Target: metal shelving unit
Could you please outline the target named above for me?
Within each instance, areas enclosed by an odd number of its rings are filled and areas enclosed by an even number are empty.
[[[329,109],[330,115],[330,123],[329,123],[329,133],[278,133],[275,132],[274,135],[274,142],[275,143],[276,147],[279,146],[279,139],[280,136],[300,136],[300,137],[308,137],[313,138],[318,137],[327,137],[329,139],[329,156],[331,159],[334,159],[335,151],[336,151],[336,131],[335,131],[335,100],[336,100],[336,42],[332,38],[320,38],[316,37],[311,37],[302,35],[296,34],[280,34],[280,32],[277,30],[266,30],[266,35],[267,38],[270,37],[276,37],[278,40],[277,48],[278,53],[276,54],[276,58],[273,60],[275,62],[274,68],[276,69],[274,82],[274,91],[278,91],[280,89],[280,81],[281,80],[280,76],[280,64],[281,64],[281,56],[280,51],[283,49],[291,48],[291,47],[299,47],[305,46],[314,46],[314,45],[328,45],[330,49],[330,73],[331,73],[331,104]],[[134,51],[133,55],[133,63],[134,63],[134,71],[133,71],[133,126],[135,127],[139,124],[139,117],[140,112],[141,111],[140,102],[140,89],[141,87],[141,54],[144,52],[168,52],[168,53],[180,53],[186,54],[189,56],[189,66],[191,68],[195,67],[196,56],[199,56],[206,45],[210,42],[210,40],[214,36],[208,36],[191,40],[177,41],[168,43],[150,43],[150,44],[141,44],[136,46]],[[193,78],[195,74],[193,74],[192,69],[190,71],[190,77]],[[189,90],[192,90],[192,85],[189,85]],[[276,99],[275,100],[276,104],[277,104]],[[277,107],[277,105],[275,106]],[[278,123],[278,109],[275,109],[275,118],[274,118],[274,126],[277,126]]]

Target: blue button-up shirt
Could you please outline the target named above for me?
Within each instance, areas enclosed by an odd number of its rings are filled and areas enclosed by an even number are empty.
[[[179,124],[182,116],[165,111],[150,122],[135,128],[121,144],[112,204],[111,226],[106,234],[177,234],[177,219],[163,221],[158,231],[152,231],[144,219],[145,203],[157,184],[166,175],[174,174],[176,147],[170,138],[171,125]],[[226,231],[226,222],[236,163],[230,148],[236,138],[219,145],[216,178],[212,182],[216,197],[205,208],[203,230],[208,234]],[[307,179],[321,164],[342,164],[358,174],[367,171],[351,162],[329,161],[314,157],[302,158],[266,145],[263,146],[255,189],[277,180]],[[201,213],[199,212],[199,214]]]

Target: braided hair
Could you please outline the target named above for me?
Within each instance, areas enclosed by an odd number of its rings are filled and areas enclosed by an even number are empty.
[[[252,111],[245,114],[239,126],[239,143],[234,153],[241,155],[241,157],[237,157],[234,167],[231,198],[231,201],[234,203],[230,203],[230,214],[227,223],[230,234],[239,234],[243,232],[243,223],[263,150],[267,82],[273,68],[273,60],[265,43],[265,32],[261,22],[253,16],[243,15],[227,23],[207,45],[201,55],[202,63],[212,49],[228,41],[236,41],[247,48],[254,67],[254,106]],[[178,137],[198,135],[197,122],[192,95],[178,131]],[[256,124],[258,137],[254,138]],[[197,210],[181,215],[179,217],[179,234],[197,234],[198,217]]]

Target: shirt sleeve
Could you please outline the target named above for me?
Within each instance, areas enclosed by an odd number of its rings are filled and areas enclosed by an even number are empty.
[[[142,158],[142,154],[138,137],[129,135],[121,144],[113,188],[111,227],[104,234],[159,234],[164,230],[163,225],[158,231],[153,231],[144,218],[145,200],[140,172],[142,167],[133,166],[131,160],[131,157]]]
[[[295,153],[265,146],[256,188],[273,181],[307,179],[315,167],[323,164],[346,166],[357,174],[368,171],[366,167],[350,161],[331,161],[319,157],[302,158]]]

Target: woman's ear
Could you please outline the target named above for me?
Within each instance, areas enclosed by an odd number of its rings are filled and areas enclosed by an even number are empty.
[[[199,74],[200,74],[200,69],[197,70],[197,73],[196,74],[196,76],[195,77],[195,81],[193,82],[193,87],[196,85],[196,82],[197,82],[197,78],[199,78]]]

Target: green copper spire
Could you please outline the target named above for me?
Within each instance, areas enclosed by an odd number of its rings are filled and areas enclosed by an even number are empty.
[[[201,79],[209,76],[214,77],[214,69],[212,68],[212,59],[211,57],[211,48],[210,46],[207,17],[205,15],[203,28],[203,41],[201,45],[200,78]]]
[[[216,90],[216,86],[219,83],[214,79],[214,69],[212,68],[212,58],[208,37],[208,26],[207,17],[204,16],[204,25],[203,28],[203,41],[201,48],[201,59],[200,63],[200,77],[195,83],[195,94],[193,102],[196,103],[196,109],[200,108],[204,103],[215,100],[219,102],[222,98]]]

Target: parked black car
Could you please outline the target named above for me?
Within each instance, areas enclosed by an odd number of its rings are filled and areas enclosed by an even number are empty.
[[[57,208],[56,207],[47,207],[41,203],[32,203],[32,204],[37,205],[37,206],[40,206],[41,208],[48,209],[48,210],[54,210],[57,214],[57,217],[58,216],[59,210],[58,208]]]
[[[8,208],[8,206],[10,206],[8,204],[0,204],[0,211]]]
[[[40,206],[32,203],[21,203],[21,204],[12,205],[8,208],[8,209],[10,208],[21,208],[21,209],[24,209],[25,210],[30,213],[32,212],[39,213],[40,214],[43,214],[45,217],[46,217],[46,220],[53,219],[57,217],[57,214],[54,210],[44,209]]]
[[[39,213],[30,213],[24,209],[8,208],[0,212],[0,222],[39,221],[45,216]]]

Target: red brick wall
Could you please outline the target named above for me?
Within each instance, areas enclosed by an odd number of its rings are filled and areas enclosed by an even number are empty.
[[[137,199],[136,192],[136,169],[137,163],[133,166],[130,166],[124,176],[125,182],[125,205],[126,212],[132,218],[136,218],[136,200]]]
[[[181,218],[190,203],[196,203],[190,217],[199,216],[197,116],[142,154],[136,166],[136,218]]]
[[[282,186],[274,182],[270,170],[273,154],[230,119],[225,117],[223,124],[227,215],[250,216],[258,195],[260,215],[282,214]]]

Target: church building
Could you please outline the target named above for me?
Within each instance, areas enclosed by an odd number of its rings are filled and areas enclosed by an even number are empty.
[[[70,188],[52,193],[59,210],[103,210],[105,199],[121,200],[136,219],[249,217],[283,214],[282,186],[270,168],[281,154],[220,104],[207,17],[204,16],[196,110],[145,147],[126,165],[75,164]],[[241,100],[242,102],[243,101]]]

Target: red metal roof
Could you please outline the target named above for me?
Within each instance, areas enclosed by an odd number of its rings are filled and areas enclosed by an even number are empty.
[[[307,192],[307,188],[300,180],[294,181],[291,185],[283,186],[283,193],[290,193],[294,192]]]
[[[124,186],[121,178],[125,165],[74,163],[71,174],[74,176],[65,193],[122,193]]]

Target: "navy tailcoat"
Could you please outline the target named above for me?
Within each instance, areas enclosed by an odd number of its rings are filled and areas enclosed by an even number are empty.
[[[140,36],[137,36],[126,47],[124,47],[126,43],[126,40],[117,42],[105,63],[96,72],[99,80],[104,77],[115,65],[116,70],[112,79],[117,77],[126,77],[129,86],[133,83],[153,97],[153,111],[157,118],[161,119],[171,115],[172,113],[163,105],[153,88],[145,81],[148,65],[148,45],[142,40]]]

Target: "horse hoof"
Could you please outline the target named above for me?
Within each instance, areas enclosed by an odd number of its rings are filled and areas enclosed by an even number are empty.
════════
Challenge.
Which lines in the records contain the word "shirt"? Locate each one and copy it out in full.

Correct response.
Target: blue button-up shirt
Target: shirt sleeve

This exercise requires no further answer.